Task
Reproduce the listing below, requests included, from the line containing "Double-checking: the tree branch" through the line containing "Double-checking: the dense". In the answers only, multiply every box coordinate by 2.05 and round to whole numbers with halves going up, leaving the requests and their format sample unchanged.

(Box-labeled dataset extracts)
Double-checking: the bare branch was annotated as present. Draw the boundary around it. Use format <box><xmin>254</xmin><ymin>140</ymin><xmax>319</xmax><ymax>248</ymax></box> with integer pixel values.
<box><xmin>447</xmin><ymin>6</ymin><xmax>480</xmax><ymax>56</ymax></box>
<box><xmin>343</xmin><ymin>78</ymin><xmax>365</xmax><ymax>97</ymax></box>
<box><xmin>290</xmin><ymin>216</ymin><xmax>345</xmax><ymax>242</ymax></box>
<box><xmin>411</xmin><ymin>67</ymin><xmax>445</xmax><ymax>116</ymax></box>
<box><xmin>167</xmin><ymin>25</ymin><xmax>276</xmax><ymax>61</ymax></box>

---

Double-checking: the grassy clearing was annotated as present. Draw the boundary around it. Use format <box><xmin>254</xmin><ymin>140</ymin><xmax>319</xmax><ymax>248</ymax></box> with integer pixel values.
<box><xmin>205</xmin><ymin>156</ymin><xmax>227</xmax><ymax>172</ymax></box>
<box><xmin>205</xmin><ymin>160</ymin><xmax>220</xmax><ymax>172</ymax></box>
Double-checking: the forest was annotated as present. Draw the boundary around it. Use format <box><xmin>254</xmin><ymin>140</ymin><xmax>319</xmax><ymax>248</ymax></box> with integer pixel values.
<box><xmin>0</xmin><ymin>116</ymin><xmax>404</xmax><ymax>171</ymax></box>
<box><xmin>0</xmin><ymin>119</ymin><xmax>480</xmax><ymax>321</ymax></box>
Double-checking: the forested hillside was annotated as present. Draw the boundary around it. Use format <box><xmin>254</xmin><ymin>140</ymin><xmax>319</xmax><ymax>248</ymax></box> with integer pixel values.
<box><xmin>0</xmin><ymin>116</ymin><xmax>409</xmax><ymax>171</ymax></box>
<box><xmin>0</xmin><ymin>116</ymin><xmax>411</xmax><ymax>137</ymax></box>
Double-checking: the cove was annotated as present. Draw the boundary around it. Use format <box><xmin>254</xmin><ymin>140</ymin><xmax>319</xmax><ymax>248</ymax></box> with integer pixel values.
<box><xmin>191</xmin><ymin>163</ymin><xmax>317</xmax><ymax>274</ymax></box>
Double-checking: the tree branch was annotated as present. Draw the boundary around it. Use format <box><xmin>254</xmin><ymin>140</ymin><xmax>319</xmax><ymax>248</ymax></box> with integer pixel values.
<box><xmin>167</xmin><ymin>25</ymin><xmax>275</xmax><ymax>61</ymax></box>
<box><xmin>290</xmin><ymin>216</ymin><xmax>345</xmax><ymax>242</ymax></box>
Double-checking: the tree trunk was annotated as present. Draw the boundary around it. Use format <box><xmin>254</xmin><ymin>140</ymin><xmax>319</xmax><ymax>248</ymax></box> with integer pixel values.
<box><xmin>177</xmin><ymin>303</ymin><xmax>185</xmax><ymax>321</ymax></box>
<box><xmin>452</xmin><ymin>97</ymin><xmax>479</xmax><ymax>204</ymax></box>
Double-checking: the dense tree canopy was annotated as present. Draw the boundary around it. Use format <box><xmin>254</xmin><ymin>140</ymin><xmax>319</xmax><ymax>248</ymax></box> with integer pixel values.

Task solution
Double-checking: the tree branch was annotated as present. Draw the boundary around it. Use format <box><xmin>254</xmin><ymin>140</ymin><xmax>319</xmax><ymax>248</ymax></box> with integer pixel values.
<box><xmin>342</xmin><ymin>51</ymin><xmax>564</xmax><ymax>125</ymax></box>
<box><xmin>595</xmin><ymin>443</ymin><xmax>707</xmax><ymax>496</ymax></box>
Double-checking: the tree trunk was annotated as present. Draw the boundary around it. Use format <box><xmin>254</xmin><ymin>140</ymin><xmax>319</xmax><ymax>248</ymax></box> with integer pixel values.
<box><xmin>363</xmin><ymin>621</ymin><xmax>379</xmax><ymax>658</ymax></box>
<box><xmin>927</xmin><ymin>199</ymin><xmax>982</xmax><ymax>418</ymax></box>
Double-checking: the dense tree canopy was annotated as present. Draw the boundary around it. Use format <box><xmin>254</xmin><ymin>140</ymin><xmax>319</xmax><ymax>248</ymax></box> with integer pixel values.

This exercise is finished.